_Requirements:_ Rewrite the items below, changing "marker" to "point" throughout and leaving every other word as it is.

_Dataset records:_
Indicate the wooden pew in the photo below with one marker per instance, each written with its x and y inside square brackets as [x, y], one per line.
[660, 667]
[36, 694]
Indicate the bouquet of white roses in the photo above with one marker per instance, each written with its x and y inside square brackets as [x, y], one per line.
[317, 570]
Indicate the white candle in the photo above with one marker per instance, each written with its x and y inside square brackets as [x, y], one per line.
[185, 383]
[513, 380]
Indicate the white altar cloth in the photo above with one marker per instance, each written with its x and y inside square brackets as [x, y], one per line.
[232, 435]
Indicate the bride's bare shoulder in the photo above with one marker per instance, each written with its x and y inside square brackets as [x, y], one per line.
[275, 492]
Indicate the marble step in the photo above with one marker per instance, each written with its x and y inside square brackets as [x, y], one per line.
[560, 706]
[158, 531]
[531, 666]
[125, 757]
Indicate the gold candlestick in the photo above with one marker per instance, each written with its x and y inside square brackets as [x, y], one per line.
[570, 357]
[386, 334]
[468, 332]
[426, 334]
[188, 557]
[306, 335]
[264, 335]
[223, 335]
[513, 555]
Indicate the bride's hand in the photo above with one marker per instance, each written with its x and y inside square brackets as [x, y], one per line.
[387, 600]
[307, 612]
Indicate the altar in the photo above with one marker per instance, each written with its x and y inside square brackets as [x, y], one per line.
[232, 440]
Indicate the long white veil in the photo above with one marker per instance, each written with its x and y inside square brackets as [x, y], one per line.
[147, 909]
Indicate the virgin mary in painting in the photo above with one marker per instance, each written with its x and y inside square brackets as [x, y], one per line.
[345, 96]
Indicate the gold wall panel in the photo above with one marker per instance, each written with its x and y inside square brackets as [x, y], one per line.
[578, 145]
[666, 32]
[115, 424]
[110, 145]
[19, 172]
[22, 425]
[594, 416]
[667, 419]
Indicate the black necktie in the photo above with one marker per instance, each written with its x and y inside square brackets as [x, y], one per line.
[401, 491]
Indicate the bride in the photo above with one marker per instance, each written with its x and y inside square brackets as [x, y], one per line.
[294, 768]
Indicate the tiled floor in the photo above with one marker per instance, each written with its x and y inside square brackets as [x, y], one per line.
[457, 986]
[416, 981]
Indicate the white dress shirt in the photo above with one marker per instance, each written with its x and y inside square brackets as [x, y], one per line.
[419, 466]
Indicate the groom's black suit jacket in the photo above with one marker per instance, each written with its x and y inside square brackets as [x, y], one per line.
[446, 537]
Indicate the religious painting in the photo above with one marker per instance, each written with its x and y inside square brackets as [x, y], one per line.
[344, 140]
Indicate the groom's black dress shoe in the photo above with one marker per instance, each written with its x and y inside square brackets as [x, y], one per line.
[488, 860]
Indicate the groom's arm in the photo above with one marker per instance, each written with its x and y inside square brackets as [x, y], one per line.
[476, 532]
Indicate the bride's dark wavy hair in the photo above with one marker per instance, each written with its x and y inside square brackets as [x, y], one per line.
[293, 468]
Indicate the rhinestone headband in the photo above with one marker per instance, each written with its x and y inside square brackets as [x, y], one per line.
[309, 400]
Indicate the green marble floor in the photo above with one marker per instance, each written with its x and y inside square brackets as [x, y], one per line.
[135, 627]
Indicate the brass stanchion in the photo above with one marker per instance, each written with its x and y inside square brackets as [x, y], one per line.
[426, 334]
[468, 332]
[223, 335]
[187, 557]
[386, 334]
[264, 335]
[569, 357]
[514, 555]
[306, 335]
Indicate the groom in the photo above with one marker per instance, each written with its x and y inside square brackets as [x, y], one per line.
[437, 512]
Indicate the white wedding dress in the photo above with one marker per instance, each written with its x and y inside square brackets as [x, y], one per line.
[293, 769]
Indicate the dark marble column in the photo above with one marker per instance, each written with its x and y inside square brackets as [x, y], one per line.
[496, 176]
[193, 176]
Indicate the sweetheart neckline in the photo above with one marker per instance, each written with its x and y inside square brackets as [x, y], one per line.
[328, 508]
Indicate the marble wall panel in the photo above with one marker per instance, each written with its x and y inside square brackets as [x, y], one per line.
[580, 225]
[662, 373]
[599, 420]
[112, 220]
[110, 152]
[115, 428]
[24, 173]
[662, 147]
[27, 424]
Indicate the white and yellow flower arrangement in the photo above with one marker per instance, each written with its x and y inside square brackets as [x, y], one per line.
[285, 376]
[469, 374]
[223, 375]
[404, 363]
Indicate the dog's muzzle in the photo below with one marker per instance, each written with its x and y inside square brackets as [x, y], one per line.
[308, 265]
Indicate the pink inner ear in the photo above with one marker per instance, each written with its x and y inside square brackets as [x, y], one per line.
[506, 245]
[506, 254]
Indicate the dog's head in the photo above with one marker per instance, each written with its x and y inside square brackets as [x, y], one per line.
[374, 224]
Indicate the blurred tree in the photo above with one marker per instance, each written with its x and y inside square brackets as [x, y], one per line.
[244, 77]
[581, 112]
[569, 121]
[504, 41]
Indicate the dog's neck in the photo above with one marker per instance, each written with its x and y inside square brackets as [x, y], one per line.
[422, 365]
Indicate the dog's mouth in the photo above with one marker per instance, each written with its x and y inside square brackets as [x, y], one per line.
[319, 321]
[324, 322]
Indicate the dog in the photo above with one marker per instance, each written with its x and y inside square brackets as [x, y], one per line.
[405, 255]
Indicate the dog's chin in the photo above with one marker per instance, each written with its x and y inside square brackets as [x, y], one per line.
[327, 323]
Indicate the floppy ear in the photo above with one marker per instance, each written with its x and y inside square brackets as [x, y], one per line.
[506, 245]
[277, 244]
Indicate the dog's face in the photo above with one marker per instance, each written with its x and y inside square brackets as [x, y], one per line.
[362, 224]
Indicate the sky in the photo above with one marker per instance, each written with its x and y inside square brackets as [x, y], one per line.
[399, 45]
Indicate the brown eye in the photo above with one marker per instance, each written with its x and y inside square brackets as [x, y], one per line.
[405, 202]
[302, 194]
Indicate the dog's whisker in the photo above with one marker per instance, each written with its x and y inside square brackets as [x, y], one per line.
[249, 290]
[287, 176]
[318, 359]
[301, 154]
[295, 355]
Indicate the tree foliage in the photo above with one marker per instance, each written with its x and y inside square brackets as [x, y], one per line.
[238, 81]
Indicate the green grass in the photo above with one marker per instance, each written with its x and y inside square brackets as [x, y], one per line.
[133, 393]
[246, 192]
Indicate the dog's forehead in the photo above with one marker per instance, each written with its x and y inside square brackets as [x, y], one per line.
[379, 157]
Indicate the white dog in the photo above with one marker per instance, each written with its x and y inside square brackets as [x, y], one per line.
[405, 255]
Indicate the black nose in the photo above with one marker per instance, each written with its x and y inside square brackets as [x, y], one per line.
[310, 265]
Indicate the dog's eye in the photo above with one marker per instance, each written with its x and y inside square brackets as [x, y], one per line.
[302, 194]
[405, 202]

_Solution:_
Indicate the wooden pew in the photo below with one point per instance, each written with its x and y inside square brackets as [x, y], one per line.
[660, 667]
[36, 694]
Indicate the bouquet of white roses in the photo above with one point per instance, each written with its x and y inside square brackets as [x, y], one per line.
[317, 570]
Indicate the white candle in the photo above with one point per instance, each written with its x and y inside square brackets as [x, y], one per line.
[185, 383]
[513, 380]
Indicate the white altar cloth in the photo above with one point per instance, each written with its x and y inside square brackets as [x, y], one per line.
[232, 435]
Indicate the bride's bare shoulder in the photo above with one point per instance, each written with its x and y inside square brackets as [x, y], one per line.
[275, 492]
Indicate the marble step in the photo above with one point per instance, each written with its x and y inside square brackets as [x, y], one per line.
[560, 706]
[158, 531]
[531, 666]
[125, 757]
Indicate the gold candlestick in the photo above with one point per instance, each written with its x and y inside square brackets as [x, y], one per line.
[570, 357]
[386, 334]
[468, 332]
[426, 334]
[188, 557]
[306, 335]
[264, 335]
[223, 335]
[513, 555]
Indicate the bride's hand in the photo above with one point per instance, each written with its x and y inside square brackets as [x, y], one per line.
[387, 600]
[307, 612]
Indicate the altar in the photo above with one point per instance, each written with its x and y inside square brackets as [x, y], one per line.
[232, 440]
Indicate the long white veil in the photo above with one point per instance, each written with its x and y inside square brackets as [x, y], one per line.
[147, 909]
Indicate the virgin mary in painting in the photo above with one point per instance, each written with its x and y inside square brackets as [x, y], one per line.
[345, 96]
Indicate the gold wall panel in the photo above with one point per instance, each written with its x and y inside square brackets as [x, y], one per line.
[578, 145]
[666, 32]
[115, 424]
[110, 145]
[19, 172]
[22, 425]
[594, 416]
[667, 419]
Indicate the black necktie in the photo above with one point per instance, each written with its x and y inside square brackets as [x, y], one per line.
[401, 491]
Indicate the bride in the photo above with one point per instance, each written with its x and y inside square brackets as [x, y], one per line.
[294, 768]
Indicate the tiled floor in the photo above with one point per instance, each written with its x and y inside square brackets as [x, y], one per line.
[457, 986]
[416, 981]
Indicate the white dress shirt in the photo above with one point per instance, each written with its x and y inside square brackets as [x, y], one per line.
[419, 466]
Indicate the groom's black suit jacket in the photo above with one point per instance, each written with its x and y inside square brackets as [x, y], one per line.
[446, 537]
Indicate the religious painting in the photo above with one point per instance, each written with its x and y inside square brackets as [x, y], one per line.
[344, 140]
Indicate the groom's black dress shoe in the photo above with one point per instance, each written with its x and y inside square brackets as [x, y], one per line.
[488, 860]
Indicate the groom's arm in the photo above with one point per instance, each written with its x and y inside square brackets as [x, y], one per line.
[476, 532]
Indicate the bride's dark wavy hair in the photo above with one point per instance, each written with its x and y inside square brackets as [x, y], one per line.
[293, 468]
Indicate the rhinestone headband in the photo above with one point per instance, each written with its x and y inside square brackets as [x, y], one per line.
[309, 400]
Indicate the green marble floor in the photo above with one point per instance, each written with its x and y inside square brackets as [x, y], one per line.
[135, 627]
Indicate the brass stanchion in the photo above with one point per instance, each written with its x and y inside square brackets as [x, y], one per line.
[426, 334]
[468, 332]
[223, 335]
[187, 557]
[386, 334]
[264, 335]
[569, 357]
[514, 555]
[306, 335]
Indicate the groom in the photo above with one point per instance, each written with its x and y inside square brackets as [x, y], one per line.
[437, 512]
Indicate the white wedding dress in the photo above with one point per instance, each written with its x and y inside square brackets as [x, y], one per line.
[293, 769]
Indicate the dark marble column in the photo above with one point per instance, each written with its x and y inside square brackets as [x, y], one per line.
[496, 176]
[193, 176]
Indicate the sweetheart neckline in the photo above with one point per instance, each written with its x and y inside square brackets as [x, y], one per line.
[328, 508]
Indicate the marble wall panel in the photo above with one point per instance, each written with its x and y inside square brackets as [x, y], one per line.
[580, 225]
[662, 373]
[599, 420]
[112, 220]
[110, 152]
[115, 428]
[24, 173]
[662, 147]
[27, 424]
Indicate the white and yellow flower arrangement in the photo above with one point per instance, each written with its x and y inside square brackets as [x, y], one per line.
[285, 376]
[469, 374]
[223, 375]
[404, 363]
Indicate the dog's muzzle in the photo below with one point per instance, each written with its x and y inside square brackets as [x, y], one per line.
[308, 265]
Indicate the pink inner ear in the photo above with one point per instance, each written with its x and y inside square brackets as [x, y], one per line.
[506, 245]
[506, 254]
Indicate the dog's head in the photo above with one point per instance, each written with its x and y inside square brackets as [x, y], one per line.
[374, 224]
Indicate the blurred tree in the photo above with one point per instance, each written with its x and y inside square brackets as [x, y], one per line.
[244, 77]
[581, 112]
[569, 121]
[504, 41]
Indicate the dog's neck in the photo above with one point per instance, each written with its x and y inside square brackets as [x, y], one per line.
[422, 365]
Indicate the dog's mouth in the photo above with one point per instance, each written with its x and y inside square brackets as [x, y], one per line.
[319, 321]
[324, 322]
Indicate the dog in the photo above with one point per instance, each written with its x and y inside square brackets as [x, y], one per line.
[405, 255]
Indicate the dog's chin in the photo above with one point per instance, each written with its x and y inside square brackets as [x, y], one per line.
[327, 323]
Indicate the floppy ear in the photo above with one point per instance, each written with its x and y inside square brackets as [x, y], one per line.
[506, 245]
[277, 244]
Indicate the dog's face in the photo above with one point per instance, each written with its x and y inside square brackets as [x, y], one per line.
[362, 224]
Indicate the sky in the photo above with one point per instance, each written with its x and y inside square brackets as [x, y], one per line.
[399, 45]
Indicate the brown eye in the photo above with one point per instance, each written with its x and y inside square brackets as [x, y], one per line.
[405, 202]
[302, 194]
Indicate the dog's whisker in the photo above with one point per instance, each written with its x and y inside square brackets as [x, y], one per line.
[249, 290]
[287, 176]
[318, 359]
[301, 154]
[295, 355]
Indicate the tree foliage in the photo above with one point per instance, each written with its x and y inside square brackets as [x, y], one per line.
[238, 81]
Indicate the green grass in the photo above with one point per instance, each written with its x and y inside square brackets as [x, y], one per line.
[133, 393]
[246, 192]
Indicate the dog's forehead in the photo above with one point per instance, each written with its x and y inside square brackets as [x, y], one per line.
[379, 157]
Indicate the white dog in the photo above with one point per instance, each written with its x and y inside square brackets as [x, y], one per line.
[405, 255]
Indicate the black nose in the photo above with one point per instance, each written with its x and y inside square brackets as [x, y], one per line.
[310, 265]
Indicate the dog's eye in the photo above with one point per instance, each written with its x and y inside square brackets as [x, y], one per line.
[302, 194]
[405, 202]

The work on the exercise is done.